Afortunadamente, la belleza, un tanto anárquica de la ciudad, nos hizo resarcirnos rápidamente de este disgusto. Nos dirigimos al río Duero atravesando callejuelas estrechas y destartaladas, aunque de indudable encanto. Un espectacular puente metálico, diseñado por Gustave Eiffel une las dos orillas. En la margen izquierda se encuentran numerosas bodegas que producen el famoso vino Oporto. Visitamos una (la única gratuita, según nos comentaron en el hostel), pero no nos quedamos a catar. Yo soy más de sidra, cerveza o vinos jóvenes.
 Se acercaba la hora del ocaso y se me ocurrió una idea. Según el plano de la ciudad, en la zona de la desembocadura del Duero, había unas playas. Pero lo mejor de todo es que estaban en dirección oeste, lo cual quiere decir que el astro rey iba a ocultarse en el mar. Tamaño espectáculo es algo que no estoy acostumbrado a presenciar. En Salou el atardecer se produce a espaldas del mar.

Extracto de datos:
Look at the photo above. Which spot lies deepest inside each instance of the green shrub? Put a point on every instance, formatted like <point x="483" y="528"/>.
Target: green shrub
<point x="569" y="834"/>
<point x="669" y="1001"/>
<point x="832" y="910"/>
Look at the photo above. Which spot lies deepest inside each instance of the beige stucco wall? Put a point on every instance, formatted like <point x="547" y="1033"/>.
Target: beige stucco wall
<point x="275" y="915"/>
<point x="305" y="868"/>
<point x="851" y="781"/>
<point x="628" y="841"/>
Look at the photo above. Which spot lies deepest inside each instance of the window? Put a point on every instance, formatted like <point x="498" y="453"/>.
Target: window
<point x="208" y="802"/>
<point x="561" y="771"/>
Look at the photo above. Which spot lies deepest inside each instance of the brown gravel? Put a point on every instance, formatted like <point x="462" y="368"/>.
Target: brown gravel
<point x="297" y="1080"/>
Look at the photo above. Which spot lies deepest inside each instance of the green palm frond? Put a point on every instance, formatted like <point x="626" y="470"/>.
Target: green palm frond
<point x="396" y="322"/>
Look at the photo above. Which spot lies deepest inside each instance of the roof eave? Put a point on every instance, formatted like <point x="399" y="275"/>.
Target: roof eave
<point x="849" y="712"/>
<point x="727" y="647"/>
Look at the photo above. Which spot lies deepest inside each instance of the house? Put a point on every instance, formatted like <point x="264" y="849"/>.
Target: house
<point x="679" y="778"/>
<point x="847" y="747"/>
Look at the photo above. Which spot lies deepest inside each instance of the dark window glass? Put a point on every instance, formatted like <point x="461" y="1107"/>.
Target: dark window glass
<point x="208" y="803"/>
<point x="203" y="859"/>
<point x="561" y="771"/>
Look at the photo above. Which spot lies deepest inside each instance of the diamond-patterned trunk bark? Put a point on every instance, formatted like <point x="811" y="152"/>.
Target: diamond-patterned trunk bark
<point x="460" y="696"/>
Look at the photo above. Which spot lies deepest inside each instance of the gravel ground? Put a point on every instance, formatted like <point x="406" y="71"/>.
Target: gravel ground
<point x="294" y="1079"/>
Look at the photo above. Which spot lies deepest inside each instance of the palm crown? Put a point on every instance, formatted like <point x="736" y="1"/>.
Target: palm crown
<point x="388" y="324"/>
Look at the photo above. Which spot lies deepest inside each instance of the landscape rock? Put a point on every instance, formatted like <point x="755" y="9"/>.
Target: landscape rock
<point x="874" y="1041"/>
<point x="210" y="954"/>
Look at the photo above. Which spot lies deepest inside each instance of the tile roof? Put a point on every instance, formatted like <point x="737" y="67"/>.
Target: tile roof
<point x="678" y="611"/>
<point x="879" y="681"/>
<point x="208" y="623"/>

Ejercicios propuestos:
a - Responde a estas preguntas con la información del texto extraído:
(i) ¿Quién diseñó el puente metálico que une las dos orillas?
(ii) ¿Qué hay en la margen izquierda del río Duero?
(iii) ¿En qué dirección se encontraban las playas de la desembocadura del Duero?
b - Localiza en las filas cada línea que contenga la cadena "trunk", distinguiendo mayúsculas de minúsculas, y cópiala.
El texto y las filas no guardan ninguna relación entre sí.

Ejercicios resueltos:
a -
(i) Gustave Eiffel.
(ii) Numerosas bodegas que producen el famoso vino Oporto.
(iii) En dirección oeste.

b -
Look at the photo above. Which spot lies deepest inside each instance of the diamond-patterned trunk bark? Put a point on every instance, formatted like <point x="811" y="152"/>.
Target: diamond-patterned trunk bark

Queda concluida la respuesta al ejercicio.